Compito a — Individua tra le righe fornite tutte quelle che contengono la stringa "coordinates" e copiale.

Estratto della pagina —
Controinformazione

 

La vita di un essere umano vale meno dei beni che può rubare?

Riflessioni sulla legittima difesa e sulla sospensione della pena

per i detenuti tossicodipendenti, a partire dalla rapina di Abano

 

di Stefano Bentivogli

 

È morto un uomo difendendo, armato di una pistola, la gioielleria di sua proprietà. Quattro rapinatori l’avevano presa d’assalto armati di kalashnikov, armi da guerra che hanno una potenza di fuoco tale da essere le preferite da tutti i guerriglieri del pianeta. Il gioielliere aveva già subito un’altra rapina ed era convinto che armandosi si sarebbe potuto difendere. E lo ha fatto, e così anche uno dei rapinatori è morto ed è stato scaricato davanti all’ospedale già privo di vita.

Questo il resoconto di una mattinata d’inferno ad Abano Terme, ricca località turistica del padovano famosa per i bagni termali e meta del turismo salutista di tutta Europa. Ma è anche il resoconto e la verifica di alcune questioni di cui da tempo si discute, e si chiamano “legittima difesa” e “certezza della pena”.

È legittimo che una persona la cui vita è a rischio immediato abbia il diritto di difendersi, anche, nel caso non vi siano altri sistemi, uccidendo chi la sta minacciando. Ma quello che si vuole far passare con la revisione della legge sulla legittima difesa – l’art. 52 del Codice penale – è ben altro: basterà che sia minacciata la proprietà per poter far fuoco ed uccidere. Ma veramente la vita di un criminale, uno della peggior specie, recidivo ed irrecuperabile, vale di meno del bottino di cui si sta impossessando? Certo per gli strilloni della certezza della pena i vantaggi sono molteplici: niente spese per il processo, niente benefici, niente spese per il carcere. Un colpo in fronte e via. Ma siamo veramente a questi livelli? È comprensibile l’esasperazione di tanti commercianti che vivono col terrore di vedersi portar via l’incasso di una giornata di lavoro e anche di più, ma che questi riescano solo ad immaginare l’eliminazione fisica del malvivente non ci credo proprio.

C’è un caso più noto e recente, dove un commerciante si è difeso con le armi e ha provocato la morte di uno dei rapinatori. Ed è andata proprio così: il ragazzo tentava di fuggire dopo che non era riuscito a spaccare la vetrina, il proprietario è uscito e lo ha inseguito e freddato con un colpo alla testa: era disarmato. Possibile che l’esasperazione abbia portato il gioielliere a non essere più in grado di riconoscere le fattezze di un suo simile, la sua umanità spaventata? Starà ai giudici valutare la sussistenza del reato di omicidio volontario, ma ad ogni modo è assurdo che si sia tentata da più parti una giustificazione a priori di un comportamento del genere, che resta comunque la sconfitta del valore della vita, che dovrebbe invece rimanere sopra ogni altra cosa.

Dati forniti —
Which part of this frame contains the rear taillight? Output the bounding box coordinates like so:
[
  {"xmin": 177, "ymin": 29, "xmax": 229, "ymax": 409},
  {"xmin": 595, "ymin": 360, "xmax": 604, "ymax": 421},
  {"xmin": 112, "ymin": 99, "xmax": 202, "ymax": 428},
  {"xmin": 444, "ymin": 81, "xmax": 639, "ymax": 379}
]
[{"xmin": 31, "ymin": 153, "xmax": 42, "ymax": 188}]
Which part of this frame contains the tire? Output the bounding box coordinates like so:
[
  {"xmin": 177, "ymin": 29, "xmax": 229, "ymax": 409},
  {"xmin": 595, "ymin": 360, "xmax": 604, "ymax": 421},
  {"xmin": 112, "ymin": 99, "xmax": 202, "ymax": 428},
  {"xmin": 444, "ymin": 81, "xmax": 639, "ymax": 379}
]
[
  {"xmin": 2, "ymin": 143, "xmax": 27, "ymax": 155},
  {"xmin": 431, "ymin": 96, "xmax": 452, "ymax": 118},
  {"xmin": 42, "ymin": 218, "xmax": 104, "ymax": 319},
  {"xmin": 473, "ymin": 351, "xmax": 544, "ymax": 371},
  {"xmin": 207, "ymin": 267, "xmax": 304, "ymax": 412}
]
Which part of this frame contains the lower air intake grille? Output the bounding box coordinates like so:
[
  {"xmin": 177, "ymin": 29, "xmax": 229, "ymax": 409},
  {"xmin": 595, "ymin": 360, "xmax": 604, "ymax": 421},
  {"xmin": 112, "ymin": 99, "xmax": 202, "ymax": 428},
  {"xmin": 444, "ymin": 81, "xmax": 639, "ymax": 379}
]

...

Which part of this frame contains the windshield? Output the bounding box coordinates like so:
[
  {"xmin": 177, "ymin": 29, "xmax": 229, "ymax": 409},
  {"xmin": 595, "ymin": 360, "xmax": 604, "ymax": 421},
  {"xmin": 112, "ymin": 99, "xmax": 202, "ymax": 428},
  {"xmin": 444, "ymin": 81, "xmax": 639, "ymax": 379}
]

* * *

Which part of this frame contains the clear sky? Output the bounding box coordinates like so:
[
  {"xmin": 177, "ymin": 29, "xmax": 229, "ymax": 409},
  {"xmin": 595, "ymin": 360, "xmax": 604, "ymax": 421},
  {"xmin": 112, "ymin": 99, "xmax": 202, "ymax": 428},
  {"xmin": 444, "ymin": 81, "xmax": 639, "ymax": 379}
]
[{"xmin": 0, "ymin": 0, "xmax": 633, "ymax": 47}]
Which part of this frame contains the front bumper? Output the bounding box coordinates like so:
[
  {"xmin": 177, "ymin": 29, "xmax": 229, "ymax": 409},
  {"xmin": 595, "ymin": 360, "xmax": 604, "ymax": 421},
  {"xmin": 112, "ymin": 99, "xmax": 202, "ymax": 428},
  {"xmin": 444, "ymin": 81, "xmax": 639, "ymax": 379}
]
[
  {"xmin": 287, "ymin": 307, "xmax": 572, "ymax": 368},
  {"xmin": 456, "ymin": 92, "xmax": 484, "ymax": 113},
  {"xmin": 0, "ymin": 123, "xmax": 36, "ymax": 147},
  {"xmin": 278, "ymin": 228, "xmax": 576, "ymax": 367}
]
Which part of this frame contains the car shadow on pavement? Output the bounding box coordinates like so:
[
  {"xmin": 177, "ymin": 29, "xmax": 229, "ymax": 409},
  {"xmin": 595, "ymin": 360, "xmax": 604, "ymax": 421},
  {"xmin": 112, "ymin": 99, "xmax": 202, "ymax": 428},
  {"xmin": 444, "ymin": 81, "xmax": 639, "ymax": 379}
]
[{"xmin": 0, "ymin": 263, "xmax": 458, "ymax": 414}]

Compito b — Stabilisci se ciascuna delle seguenti affermazioni concorda con l'articolo sulla rapina di Abano, rispondendo sì o no e citando testualmente le parole decisive. (i) Prima di questa rapina il gioielliere ne aveva già subita un'altra. (ii) I rapinatori di Abano erano armati di pistole. (iii) Nel caso più noto e recente, il ragazzo ucciso dal commerciante era armato.

Risultato a —
Which part of this frame contains the rear taillight? Output the bounding box coordinates like so:
Which part of this frame contains the tire? Output the bounding box coordinates like so:
Which part of this frame contains the lower air intake grille? Output the bounding box coordinates like so:
Which part of this frame contains the windshield? Output the bounding box coordinates like so:
Which part of this frame contains the clear sky? Output the bounding box coordinates like so:
Which part of this frame contains the front bumper? Output the bounding box coordinates like so:
Which part of this frame contains the car shadow on pavement? Output the bounding box coordinates like so:

Risultato b —
(i) Sì: «Il gioielliere aveva già subito un’altra rapina».
(ii) No: «Quattro rapinatori l’avevano presa d’assalto armati di kalashnikov».
(iii) No: «era disarmato».